The data section start

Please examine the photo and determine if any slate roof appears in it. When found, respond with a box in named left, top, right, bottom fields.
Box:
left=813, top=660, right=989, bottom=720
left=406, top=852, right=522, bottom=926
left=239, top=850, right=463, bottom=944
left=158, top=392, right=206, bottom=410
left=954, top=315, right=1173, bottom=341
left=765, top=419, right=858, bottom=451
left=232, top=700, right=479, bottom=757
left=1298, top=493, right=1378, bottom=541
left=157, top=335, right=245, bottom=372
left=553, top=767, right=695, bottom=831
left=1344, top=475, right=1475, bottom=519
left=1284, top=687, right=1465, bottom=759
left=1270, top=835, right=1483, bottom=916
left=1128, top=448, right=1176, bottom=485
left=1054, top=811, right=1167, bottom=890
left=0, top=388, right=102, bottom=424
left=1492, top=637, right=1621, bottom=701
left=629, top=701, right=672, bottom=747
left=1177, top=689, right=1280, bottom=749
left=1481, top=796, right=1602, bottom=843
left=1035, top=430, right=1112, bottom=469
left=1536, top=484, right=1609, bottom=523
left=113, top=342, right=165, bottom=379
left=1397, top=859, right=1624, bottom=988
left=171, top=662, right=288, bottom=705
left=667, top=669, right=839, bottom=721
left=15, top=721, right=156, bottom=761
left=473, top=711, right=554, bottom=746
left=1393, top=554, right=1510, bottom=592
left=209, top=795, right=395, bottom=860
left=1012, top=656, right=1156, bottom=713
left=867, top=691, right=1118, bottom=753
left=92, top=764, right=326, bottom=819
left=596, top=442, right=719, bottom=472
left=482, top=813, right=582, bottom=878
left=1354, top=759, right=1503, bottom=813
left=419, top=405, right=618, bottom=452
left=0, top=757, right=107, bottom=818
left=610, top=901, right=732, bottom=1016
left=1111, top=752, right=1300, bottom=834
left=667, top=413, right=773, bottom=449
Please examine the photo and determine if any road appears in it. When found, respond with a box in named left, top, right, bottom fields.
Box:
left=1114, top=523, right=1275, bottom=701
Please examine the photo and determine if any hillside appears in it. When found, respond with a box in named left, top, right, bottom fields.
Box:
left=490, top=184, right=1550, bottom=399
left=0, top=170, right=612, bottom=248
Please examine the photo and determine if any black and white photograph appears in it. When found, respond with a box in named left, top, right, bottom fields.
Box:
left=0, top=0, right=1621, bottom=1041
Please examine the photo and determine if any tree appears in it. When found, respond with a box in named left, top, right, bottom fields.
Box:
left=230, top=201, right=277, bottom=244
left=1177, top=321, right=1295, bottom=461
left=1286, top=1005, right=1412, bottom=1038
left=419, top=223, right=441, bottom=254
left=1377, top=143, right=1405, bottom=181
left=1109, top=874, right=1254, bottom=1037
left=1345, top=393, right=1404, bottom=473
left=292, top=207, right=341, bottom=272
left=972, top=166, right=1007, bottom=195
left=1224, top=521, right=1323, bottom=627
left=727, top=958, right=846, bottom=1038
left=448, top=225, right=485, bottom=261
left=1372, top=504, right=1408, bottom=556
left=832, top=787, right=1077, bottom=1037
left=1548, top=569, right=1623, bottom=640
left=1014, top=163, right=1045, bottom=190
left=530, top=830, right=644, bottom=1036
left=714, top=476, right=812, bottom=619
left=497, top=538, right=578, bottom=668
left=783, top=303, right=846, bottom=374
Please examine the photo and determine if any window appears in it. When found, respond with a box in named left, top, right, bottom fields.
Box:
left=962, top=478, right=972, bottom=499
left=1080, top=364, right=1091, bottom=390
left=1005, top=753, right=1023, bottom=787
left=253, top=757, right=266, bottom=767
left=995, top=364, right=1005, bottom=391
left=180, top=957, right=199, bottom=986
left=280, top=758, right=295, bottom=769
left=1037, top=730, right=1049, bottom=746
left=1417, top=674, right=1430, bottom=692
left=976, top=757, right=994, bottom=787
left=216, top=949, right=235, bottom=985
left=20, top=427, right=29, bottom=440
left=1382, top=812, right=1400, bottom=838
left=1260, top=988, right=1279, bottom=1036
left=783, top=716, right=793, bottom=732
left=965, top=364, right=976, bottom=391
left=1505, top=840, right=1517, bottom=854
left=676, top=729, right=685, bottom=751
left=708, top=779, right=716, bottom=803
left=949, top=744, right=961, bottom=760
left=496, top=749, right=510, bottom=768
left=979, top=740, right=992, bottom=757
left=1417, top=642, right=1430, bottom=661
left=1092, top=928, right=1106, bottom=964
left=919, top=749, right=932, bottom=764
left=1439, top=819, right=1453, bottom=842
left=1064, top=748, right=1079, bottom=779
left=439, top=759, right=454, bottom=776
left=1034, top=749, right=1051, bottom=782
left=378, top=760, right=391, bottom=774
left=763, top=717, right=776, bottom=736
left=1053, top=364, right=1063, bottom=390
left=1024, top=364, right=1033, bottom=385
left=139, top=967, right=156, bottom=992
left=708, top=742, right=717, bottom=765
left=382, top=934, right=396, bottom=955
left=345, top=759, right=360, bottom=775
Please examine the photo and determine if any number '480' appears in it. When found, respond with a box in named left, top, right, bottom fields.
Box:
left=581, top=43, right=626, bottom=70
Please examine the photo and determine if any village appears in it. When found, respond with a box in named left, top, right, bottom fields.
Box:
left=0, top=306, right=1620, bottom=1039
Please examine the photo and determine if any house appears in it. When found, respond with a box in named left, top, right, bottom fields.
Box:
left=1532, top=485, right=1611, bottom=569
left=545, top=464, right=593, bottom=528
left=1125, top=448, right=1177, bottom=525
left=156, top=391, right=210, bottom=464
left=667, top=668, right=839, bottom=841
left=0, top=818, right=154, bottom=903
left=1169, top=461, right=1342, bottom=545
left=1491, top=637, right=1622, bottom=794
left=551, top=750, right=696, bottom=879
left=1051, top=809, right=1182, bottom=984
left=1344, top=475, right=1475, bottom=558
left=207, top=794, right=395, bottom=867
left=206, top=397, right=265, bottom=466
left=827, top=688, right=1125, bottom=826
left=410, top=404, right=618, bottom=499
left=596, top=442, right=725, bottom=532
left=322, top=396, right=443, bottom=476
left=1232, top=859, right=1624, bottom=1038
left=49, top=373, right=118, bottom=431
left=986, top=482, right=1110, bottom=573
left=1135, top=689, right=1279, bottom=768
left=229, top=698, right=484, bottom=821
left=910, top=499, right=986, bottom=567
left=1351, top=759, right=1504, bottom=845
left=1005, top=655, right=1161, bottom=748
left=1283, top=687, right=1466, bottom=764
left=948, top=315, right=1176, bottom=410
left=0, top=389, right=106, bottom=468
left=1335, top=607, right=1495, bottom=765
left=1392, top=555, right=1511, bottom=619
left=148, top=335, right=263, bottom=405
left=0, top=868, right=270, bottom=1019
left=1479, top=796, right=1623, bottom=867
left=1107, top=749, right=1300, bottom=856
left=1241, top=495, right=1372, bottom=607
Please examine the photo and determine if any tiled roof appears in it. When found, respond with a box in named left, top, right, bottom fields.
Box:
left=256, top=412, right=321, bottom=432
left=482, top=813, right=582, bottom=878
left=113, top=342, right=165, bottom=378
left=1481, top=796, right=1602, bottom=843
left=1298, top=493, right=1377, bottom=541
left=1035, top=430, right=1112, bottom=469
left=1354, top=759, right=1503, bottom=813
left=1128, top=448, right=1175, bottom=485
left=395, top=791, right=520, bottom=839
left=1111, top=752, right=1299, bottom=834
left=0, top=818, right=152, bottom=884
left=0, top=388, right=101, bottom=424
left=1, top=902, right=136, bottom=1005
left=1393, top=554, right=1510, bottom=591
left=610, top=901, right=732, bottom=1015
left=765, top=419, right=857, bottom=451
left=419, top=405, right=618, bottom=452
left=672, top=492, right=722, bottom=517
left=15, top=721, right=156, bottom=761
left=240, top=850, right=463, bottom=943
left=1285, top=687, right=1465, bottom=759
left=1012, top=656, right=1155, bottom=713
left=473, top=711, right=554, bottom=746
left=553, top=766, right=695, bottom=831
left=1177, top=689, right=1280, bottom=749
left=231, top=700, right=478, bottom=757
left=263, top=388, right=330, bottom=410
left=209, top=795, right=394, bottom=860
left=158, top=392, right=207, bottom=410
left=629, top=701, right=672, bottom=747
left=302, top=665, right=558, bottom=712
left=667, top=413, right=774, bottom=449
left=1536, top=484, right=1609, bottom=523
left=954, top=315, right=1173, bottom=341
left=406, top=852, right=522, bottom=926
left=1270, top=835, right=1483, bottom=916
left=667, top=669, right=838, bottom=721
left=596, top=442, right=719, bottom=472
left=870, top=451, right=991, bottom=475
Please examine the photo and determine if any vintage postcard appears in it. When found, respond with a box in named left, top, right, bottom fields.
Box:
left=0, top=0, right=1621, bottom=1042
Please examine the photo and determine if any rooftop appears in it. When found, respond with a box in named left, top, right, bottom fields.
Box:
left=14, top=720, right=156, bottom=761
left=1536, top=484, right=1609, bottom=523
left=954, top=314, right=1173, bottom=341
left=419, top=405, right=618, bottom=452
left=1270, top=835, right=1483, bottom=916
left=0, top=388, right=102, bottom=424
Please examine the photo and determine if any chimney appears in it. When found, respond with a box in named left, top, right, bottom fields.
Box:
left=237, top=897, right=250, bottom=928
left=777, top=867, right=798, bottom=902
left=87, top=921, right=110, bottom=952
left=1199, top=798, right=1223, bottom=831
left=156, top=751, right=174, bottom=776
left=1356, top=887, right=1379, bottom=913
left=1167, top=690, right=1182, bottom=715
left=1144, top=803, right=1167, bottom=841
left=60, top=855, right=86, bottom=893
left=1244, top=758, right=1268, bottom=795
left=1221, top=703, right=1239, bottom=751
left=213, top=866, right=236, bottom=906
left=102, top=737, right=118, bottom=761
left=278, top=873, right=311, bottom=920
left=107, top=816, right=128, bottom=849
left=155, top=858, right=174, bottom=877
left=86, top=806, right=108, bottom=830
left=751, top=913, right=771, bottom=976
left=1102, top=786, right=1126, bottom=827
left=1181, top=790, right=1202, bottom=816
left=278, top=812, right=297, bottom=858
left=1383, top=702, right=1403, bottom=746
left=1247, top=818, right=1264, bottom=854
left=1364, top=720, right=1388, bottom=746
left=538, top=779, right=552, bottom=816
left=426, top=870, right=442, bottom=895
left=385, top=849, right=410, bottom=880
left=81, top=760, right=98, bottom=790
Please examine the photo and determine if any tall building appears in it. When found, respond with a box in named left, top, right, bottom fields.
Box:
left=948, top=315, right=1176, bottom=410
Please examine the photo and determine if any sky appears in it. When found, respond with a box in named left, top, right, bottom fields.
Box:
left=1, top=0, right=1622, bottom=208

The data section end

▶ **Required action**
Copy out, exactly as written, the line that contains "Please examine the photo and determine if any tall" along with every line that comes after it in the material above, and nothing else.

▶ **Result of the exercise**
Please examine the photo and determine if any tall building appears in it. When found, respond with a box in named left, top, right, bottom fields.
Box:
left=948, top=315, right=1176, bottom=410
Please examine the photo and determine if any sky appears in it. When found, respond with a box in named left, top, right, bottom fields.
Box:
left=1, top=0, right=1622, bottom=208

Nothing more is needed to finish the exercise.